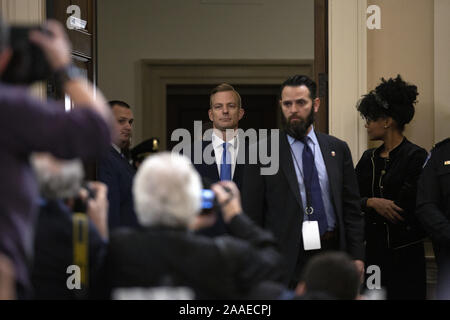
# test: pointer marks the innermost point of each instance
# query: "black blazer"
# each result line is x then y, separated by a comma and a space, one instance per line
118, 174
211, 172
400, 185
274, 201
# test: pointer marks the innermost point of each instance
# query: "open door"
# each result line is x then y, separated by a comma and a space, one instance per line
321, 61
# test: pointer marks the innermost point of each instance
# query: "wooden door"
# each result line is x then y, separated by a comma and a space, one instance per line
=-=-=
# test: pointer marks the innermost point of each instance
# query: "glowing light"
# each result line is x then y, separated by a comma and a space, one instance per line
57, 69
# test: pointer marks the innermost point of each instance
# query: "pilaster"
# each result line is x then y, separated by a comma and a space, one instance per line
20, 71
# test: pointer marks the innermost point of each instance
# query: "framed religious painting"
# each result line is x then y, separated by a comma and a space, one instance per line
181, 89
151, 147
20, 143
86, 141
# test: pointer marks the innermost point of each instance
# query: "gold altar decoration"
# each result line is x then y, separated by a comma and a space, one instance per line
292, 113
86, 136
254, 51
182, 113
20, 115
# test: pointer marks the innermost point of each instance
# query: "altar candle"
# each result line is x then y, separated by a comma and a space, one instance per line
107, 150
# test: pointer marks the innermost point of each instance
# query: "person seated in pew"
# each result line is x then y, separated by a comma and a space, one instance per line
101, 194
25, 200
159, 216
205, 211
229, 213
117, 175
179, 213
=-=-=
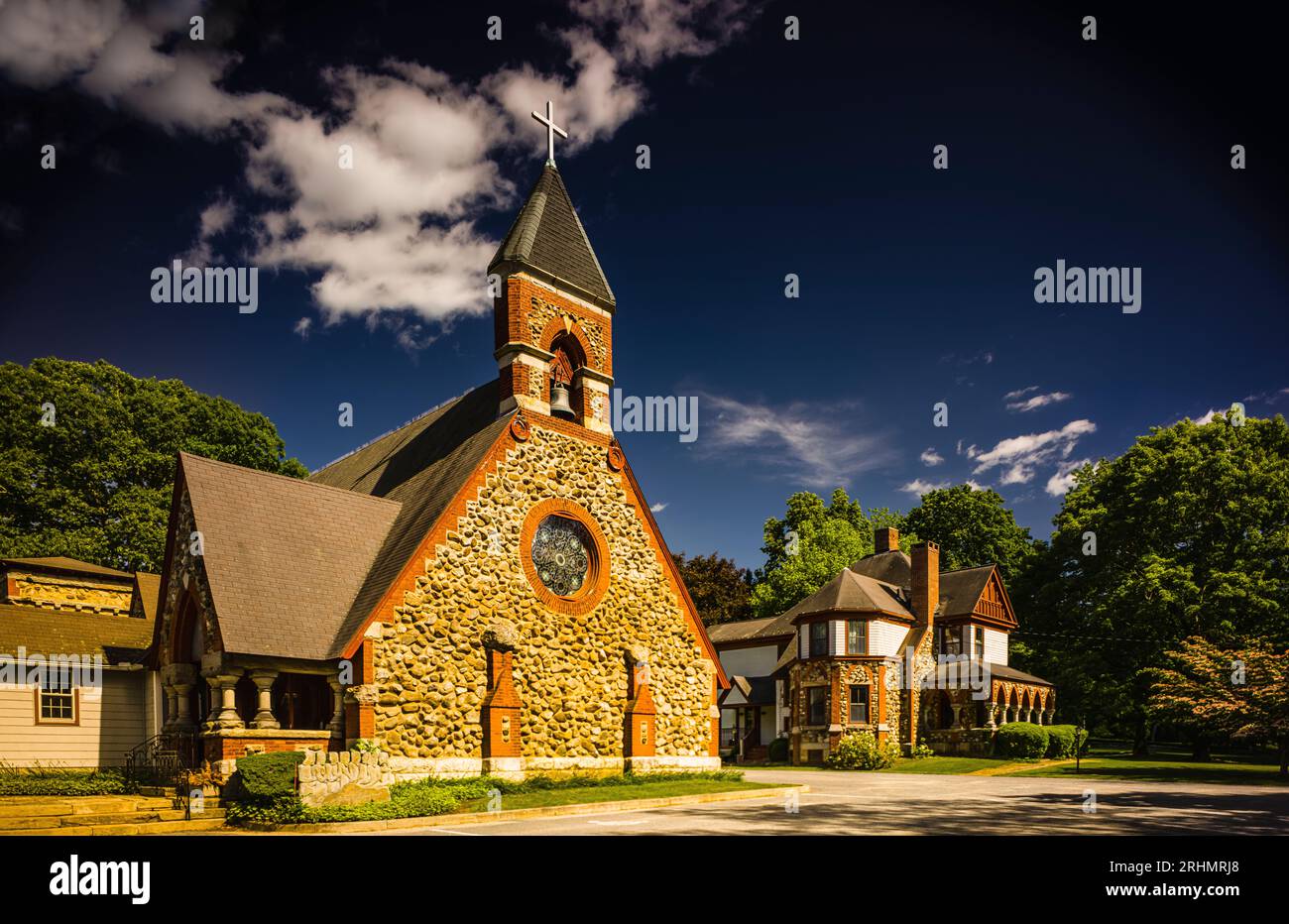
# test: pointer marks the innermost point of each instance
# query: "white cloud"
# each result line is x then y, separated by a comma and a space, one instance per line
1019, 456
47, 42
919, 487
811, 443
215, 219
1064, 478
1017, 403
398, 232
=-=-=
* **REQUIREMENT**
Find each line above with the string "query", then report how many there are. Write only the number.

* **ANSWER TO THIS PROBLEM**
10